> _What you should do_
Starting at the line that holds "In this exercise you will mark the brown shoe", transcribe every line to the end of the data exactly; include no other lines.

▬▬▬▬▬▬

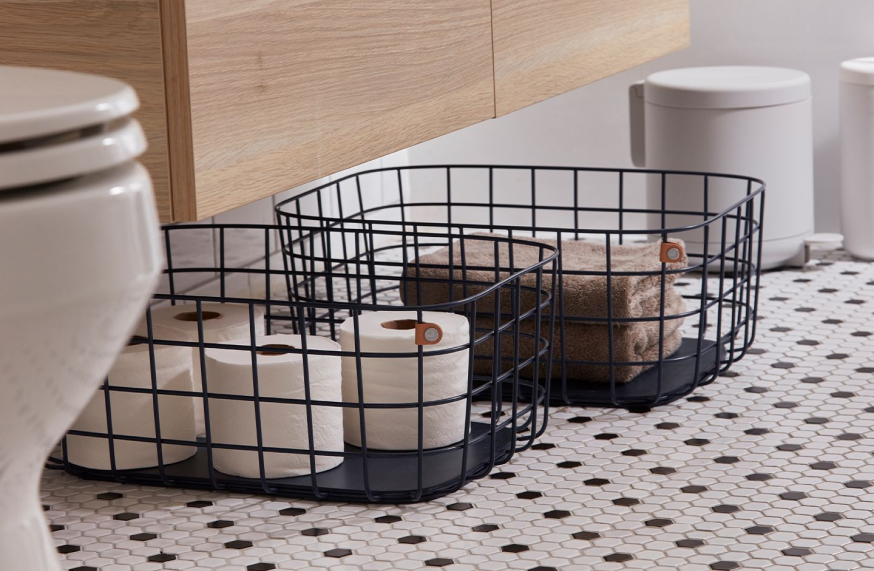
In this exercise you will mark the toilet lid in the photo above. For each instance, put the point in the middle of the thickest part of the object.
(726, 87)
(56, 125)
(36, 102)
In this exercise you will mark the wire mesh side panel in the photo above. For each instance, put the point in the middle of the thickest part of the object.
(202, 404)
(631, 330)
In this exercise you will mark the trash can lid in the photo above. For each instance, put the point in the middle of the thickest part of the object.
(726, 87)
(860, 71)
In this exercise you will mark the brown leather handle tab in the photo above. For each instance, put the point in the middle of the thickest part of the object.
(671, 252)
(428, 334)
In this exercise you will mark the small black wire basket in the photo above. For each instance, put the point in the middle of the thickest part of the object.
(174, 417)
(659, 270)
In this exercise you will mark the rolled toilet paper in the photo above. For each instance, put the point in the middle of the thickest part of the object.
(283, 425)
(132, 414)
(395, 380)
(222, 322)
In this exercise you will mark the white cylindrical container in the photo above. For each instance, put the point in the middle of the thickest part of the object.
(751, 121)
(857, 156)
(81, 254)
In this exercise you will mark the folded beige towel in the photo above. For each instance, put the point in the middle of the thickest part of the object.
(585, 296)
(589, 342)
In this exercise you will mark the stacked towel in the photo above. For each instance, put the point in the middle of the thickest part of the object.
(585, 298)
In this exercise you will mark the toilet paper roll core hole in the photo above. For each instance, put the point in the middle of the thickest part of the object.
(400, 324)
(192, 315)
(275, 346)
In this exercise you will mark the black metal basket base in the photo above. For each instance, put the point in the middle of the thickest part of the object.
(678, 380)
(391, 476)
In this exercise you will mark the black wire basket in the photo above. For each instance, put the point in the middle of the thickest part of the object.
(307, 281)
(659, 270)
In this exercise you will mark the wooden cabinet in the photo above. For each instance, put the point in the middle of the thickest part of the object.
(544, 48)
(244, 99)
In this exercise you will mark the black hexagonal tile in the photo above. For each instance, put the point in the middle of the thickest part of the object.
(69, 549)
(204, 504)
(627, 502)
(315, 532)
(292, 511)
(858, 484)
(543, 446)
(693, 489)
(789, 447)
(338, 553)
(514, 548)
(823, 466)
(126, 516)
(485, 527)
(828, 516)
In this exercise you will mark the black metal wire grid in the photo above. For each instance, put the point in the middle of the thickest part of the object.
(718, 215)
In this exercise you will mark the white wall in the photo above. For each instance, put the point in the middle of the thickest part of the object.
(589, 126)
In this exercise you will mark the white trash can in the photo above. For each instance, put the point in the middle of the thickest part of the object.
(857, 156)
(752, 121)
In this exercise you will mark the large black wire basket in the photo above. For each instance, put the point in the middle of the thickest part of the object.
(307, 281)
(696, 236)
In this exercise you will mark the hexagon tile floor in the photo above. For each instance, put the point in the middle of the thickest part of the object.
(770, 467)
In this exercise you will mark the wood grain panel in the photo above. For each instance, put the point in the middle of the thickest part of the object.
(286, 91)
(543, 49)
(116, 38)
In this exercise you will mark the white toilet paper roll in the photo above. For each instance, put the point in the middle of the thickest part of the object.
(133, 413)
(222, 322)
(393, 380)
(283, 425)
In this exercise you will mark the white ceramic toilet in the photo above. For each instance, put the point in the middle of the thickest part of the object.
(79, 256)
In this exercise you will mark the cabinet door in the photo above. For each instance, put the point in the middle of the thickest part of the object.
(283, 92)
(543, 48)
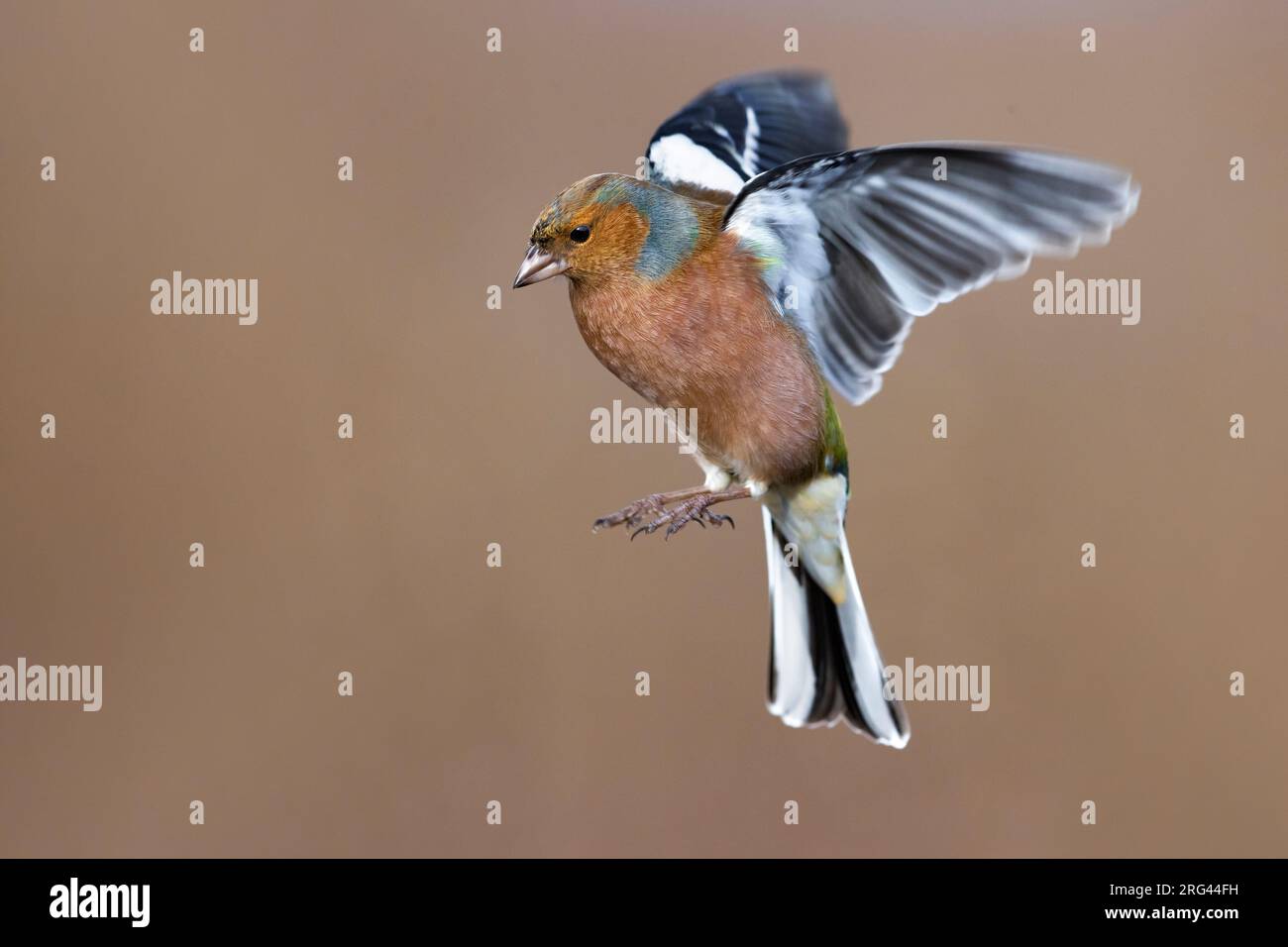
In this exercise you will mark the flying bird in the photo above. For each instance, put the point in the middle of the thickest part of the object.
(758, 263)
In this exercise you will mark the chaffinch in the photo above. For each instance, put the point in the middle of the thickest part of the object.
(760, 262)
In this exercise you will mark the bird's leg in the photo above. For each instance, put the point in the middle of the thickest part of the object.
(652, 504)
(696, 510)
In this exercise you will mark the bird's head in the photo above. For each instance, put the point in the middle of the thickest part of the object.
(609, 226)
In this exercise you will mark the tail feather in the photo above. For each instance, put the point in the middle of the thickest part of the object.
(823, 661)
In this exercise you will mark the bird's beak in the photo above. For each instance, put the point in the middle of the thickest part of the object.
(539, 265)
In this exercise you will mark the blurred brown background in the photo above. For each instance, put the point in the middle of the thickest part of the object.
(472, 427)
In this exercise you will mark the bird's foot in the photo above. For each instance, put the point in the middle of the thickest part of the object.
(653, 504)
(696, 510)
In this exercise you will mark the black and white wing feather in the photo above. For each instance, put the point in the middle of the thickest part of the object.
(858, 244)
(745, 127)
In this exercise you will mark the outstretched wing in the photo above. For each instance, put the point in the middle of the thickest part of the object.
(855, 245)
(743, 127)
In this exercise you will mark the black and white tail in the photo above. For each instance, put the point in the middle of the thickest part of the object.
(823, 661)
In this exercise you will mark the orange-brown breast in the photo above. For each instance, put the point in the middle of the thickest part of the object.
(707, 337)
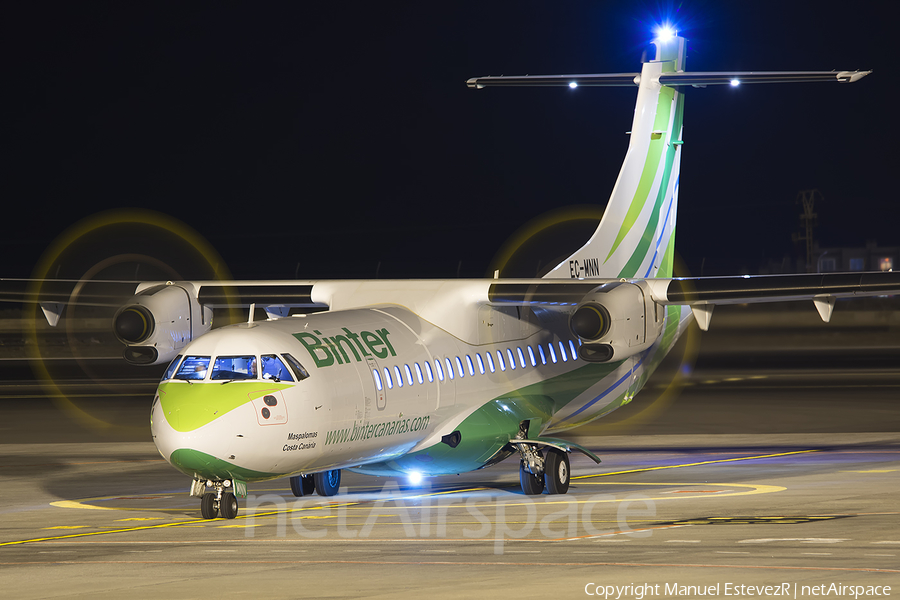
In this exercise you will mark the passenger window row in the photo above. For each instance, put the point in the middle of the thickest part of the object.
(447, 369)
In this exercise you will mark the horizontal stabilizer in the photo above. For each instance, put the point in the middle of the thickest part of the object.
(597, 79)
(741, 77)
(773, 288)
(698, 79)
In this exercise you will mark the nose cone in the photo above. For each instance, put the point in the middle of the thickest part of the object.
(208, 430)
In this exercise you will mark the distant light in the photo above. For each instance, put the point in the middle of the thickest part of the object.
(664, 33)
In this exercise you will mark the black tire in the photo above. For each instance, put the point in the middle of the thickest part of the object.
(327, 482)
(228, 505)
(303, 485)
(556, 471)
(532, 484)
(209, 508)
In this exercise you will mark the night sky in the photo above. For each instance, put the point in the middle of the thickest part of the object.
(339, 139)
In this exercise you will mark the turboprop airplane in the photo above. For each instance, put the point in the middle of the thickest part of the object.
(435, 377)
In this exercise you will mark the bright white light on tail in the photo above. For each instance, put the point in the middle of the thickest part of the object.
(664, 33)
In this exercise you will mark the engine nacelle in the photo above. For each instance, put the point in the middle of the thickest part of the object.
(616, 320)
(157, 322)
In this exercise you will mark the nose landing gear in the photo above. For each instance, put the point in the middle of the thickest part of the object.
(221, 501)
(537, 471)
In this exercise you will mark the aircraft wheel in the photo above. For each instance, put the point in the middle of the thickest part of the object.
(303, 485)
(228, 506)
(327, 482)
(209, 508)
(556, 471)
(532, 484)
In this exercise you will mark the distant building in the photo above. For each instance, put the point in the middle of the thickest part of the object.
(870, 258)
(839, 260)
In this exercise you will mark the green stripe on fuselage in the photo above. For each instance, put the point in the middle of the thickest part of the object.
(187, 406)
(201, 465)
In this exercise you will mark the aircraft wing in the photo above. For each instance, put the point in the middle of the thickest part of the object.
(702, 294)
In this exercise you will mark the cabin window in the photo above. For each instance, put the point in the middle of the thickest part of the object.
(273, 368)
(171, 368)
(459, 368)
(378, 384)
(296, 367)
(193, 368)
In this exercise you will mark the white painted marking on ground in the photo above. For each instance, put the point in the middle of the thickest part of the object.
(801, 540)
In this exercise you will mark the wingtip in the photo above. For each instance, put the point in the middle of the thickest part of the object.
(852, 76)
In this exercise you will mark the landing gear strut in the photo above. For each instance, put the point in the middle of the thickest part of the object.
(221, 501)
(537, 471)
(303, 485)
(327, 482)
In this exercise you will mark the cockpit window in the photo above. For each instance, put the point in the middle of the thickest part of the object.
(296, 367)
(193, 368)
(273, 368)
(234, 367)
(171, 368)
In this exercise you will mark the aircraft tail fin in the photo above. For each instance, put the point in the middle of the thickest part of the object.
(636, 236)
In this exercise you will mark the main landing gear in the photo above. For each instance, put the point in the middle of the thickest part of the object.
(325, 483)
(537, 471)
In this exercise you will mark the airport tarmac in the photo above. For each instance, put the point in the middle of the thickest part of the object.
(747, 474)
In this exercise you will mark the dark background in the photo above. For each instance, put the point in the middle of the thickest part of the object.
(320, 140)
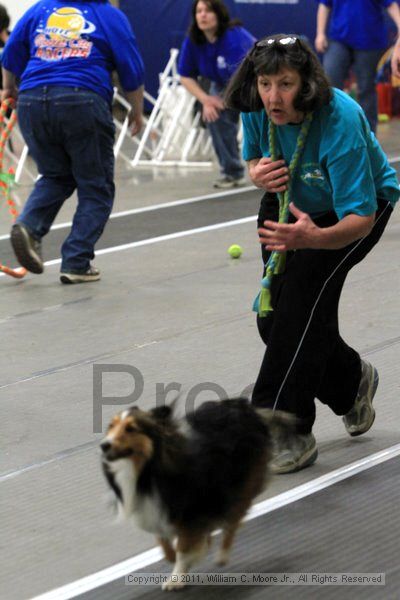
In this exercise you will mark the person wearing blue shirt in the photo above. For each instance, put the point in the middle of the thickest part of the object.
(329, 193)
(213, 50)
(356, 40)
(63, 55)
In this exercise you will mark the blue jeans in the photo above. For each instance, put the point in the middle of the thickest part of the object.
(338, 59)
(70, 135)
(224, 132)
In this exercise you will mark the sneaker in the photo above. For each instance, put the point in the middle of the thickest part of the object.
(92, 274)
(27, 249)
(293, 452)
(360, 418)
(227, 182)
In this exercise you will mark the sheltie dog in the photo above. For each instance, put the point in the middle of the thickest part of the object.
(182, 479)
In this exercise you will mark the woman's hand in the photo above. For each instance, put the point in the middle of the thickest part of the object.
(305, 234)
(289, 236)
(212, 106)
(395, 62)
(321, 43)
(269, 175)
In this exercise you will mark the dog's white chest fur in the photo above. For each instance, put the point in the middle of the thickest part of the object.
(146, 511)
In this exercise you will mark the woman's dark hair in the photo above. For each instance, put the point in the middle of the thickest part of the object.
(4, 18)
(269, 56)
(223, 17)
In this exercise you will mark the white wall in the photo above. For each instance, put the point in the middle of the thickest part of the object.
(16, 8)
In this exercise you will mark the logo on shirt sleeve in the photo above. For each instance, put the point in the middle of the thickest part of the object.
(312, 175)
(63, 34)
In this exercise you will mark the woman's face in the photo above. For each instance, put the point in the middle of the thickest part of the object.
(206, 19)
(278, 93)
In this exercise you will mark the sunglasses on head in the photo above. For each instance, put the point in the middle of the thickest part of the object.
(288, 41)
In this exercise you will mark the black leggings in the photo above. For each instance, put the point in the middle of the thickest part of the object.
(305, 356)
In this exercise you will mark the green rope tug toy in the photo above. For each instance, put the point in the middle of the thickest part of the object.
(277, 260)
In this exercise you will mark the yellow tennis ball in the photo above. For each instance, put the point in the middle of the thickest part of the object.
(235, 251)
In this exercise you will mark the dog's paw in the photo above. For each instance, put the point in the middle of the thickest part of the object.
(173, 584)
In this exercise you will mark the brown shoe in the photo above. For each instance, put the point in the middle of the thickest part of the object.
(361, 417)
(27, 249)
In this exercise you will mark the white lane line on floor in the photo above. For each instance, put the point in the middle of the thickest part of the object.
(145, 559)
(161, 238)
(143, 209)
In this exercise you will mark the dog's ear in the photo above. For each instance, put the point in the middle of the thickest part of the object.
(161, 413)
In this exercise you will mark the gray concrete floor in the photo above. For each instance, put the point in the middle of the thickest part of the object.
(179, 311)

▬▬▬▬▬▬

> _Reply to the exercise_
In this exercise you will mark the brown shoe in the photo above. For each instance, put the point in the middle of the thickest part of the object.
(361, 417)
(27, 249)
In this exercise you will mark the white lane line on floor in the photo above. For each instance, put the point in the middle of the thickest part of the object.
(145, 559)
(161, 238)
(143, 209)
In this exercise you will mark the dog's ear in the photo above. For each instance, put the point in the middle of the thickest part of the object.
(161, 413)
In this exercise you will mark the gray concrete floor in the photo above. For each instance, put the point in the middle of the thickest part of the object.
(179, 311)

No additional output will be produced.